TASKS TO CARRY OUT:
**a.** Say whether each statement below agrees with the post about work and simple living. Answer yes or no, and quote the words of the post that decide it.
(i) At the meeting, the case coordinating team was told their jobs are relatively stable.
(ii) The writer has already been made a maintenance guy.
(iii) All of the writer's furniture was bought new.
**b.** Answer these questions from the post about work and simple living.
(i) What monthly sum does the writer say a cell phone plan would have to be afforded on?
(ii) Where did the writer's furniture come from?
(iii) How long did the writer take to decide whether to get a new phone?
**c.** Repeat the post about work and simple living word for word, from "Today we had" up to and including "and simple life.".

[TEXT SEGMENT Boundary: Start]

Today we had a meeting at work for the case coordinating team, where we were reassured that our jobs are (relatively) stable. I'm glad, because now's not the time to be unemployed, but I wonder how much I'll want my job when they get through cutting everyone else's. Now I'm a baby sitter, a teacher, a counselor, a substance abuse therapist, a case coordinator, and a driver. God help all of us if they make me a maintenance guy, a chef, and a social worker too. My emergency back-up plan was to sell our cars and move my tiny family to Innisfree Village. (I hoped they take kittens. And married folk.) Other than figuring out how to afford a cell phone plan (not to mention retirement) on $500/month, that sounds like such a wonderful and simple life.
I don't mean to be ungrateful for my job, but maybe I am a little. I like what I do well enough, but I sometimes resent having to do it just to pay for life. This is why Abe and I are looking for a tiny house or duplex where we can have a tiny garden, why all of our furniture was free secondhand or from Goodwill, and why it took me a month to decide whether or not to get a new phone.

[TEXT SEGMENT Boundary: End]
[EXTRACTED INFORMATION Boundary: Start]

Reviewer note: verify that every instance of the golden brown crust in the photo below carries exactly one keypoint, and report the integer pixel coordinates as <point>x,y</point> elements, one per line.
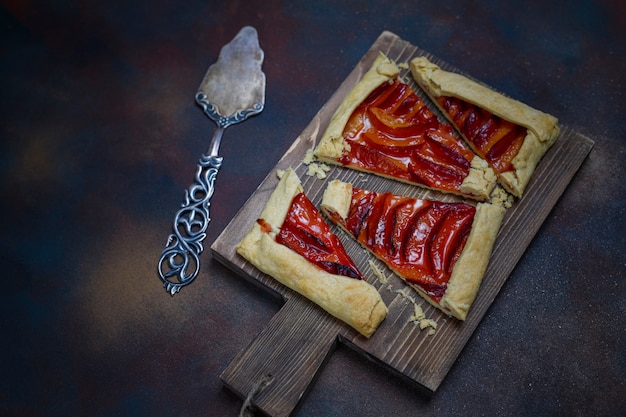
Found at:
<point>542,128</point>
<point>351,300</point>
<point>477,185</point>
<point>469,269</point>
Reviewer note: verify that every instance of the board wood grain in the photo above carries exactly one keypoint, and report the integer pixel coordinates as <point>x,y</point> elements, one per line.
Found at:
<point>296,343</point>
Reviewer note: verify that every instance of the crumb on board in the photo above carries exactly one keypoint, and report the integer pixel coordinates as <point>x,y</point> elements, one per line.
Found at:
<point>501,198</point>
<point>317,169</point>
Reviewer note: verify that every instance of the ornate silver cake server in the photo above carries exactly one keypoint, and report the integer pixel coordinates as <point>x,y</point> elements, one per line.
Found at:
<point>232,90</point>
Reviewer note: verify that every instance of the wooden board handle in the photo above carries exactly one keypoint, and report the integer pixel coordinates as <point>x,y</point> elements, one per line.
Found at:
<point>287,354</point>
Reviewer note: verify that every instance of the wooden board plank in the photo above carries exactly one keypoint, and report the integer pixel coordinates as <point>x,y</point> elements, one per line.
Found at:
<point>297,341</point>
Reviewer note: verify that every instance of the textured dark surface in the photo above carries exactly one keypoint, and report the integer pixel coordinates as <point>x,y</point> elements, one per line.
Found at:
<point>100,136</point>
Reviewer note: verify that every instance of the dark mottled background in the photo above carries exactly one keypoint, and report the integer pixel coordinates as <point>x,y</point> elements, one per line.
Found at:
<point>100,136</point>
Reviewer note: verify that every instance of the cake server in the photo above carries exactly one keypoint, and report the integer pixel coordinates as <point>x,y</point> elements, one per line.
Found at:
<point>232,90</point>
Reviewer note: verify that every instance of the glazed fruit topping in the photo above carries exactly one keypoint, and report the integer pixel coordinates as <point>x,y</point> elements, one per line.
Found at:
<point>394,133</point>
<point>305,232</point>
<point>419,239</point>
<point>494,139</point>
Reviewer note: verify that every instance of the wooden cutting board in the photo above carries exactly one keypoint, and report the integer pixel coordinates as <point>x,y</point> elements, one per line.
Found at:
<point>298,340</point>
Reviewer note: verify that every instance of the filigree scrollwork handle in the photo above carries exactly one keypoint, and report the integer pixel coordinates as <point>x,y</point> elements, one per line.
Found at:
<point>180,262</point>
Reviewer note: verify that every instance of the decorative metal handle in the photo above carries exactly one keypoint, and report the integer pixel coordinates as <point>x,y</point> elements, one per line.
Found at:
<point>180,263</point>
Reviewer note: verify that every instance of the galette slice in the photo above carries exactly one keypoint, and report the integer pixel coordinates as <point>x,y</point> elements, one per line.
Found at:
<point>384,128</point>
<point>291,242</point>
<point>510,135</point>
<point>440,249</point>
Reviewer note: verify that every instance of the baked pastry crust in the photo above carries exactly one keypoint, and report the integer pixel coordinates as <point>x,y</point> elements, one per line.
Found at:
<point>542,128</point>
<point>351,300</point>
<point>470,267</point>
<point>478,184</point>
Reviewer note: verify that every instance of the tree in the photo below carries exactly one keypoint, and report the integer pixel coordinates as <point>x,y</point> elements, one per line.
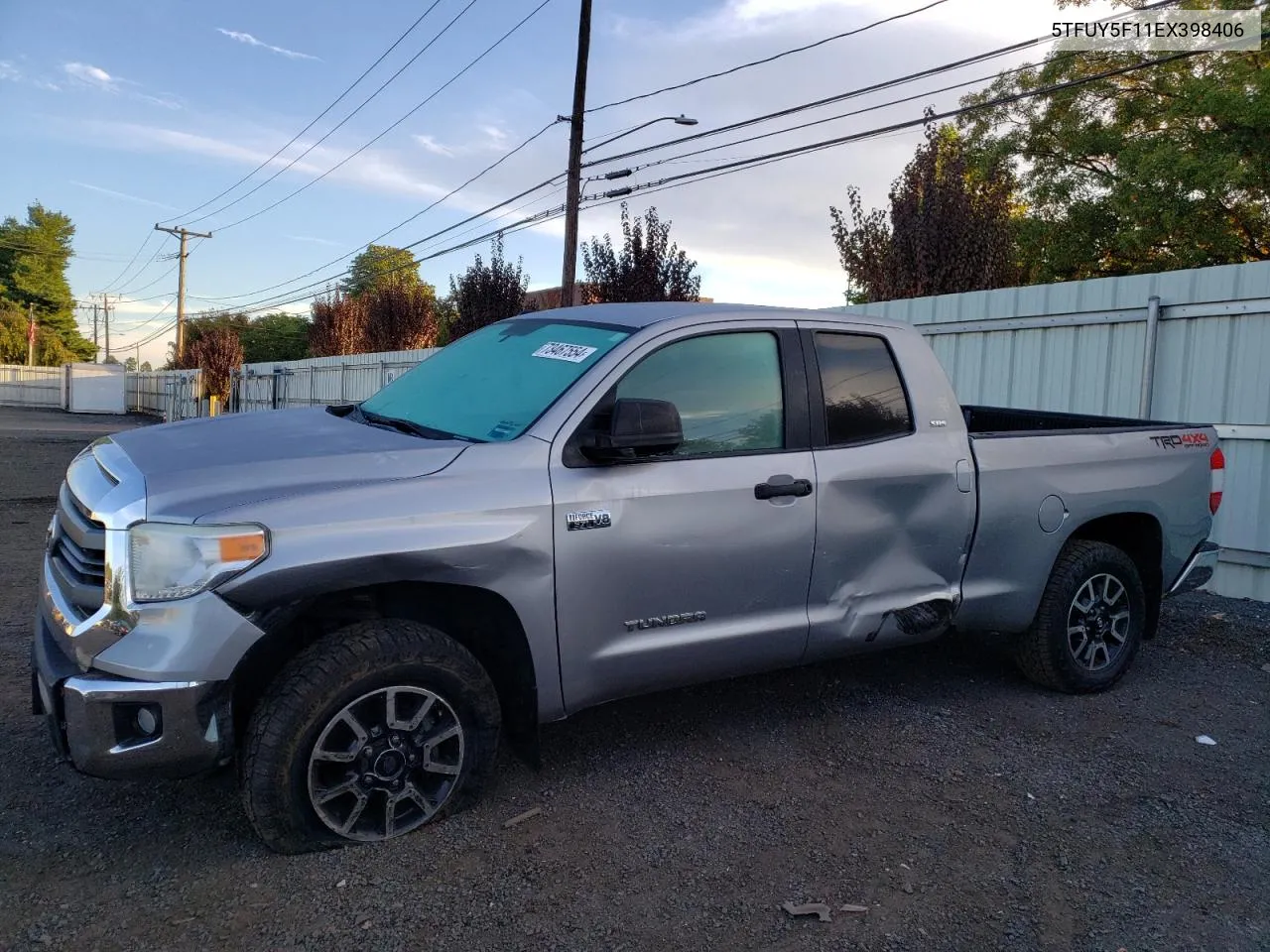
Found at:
<point>276,336</point>
<point>33,259</point>
<point>273,336</point>
<point>1159,169</point>
<point>217,354</point>
<point>13,333</point>
<point>648,268</point>
<point>951,227</point>
<point>485,294</point>
<point>400,317</point>
<point>379,266</point>
<point>338,325</point>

[EXTRACTED INFORMATION Boundary: End]

RESPONSES:
**a.**
(i) Yes: "we were reassured that our jobs are (relatively) stable"
(ii) No: "God help all of us if they make me a maintenance guy, a chef, and a social worker too."
(iii) No: "all of our furniture was free secondhand or from Goodwill"

**b.**
(i) $500/month
(ii) It was free secondhand or from Goodwill.
(iii) A month

**c.**
Today we had a meeting at work for the case coordinating team, where we were reassured that our jobs are (relatively) stable. I'm glad, because now's not the time to be unemployed, but I wonder how much I'll want my job when they get through cutting everyone else's. Now I'm a baby sitter, a teacher, a counselor, a substance abuse therapist, a case coordinator, and a driver. God help all of us if they make me a maintenance guy, a chef, and a social worker too. My emergency back-up plan was to sell our cars and move my tiny family to Innisfree Village. (I hoped they take kittens. And married folk.) Other than figuring out how to afford a cell phone plan (not to mention retirement) on $500/month, that sounds like such a wonderful and simple life.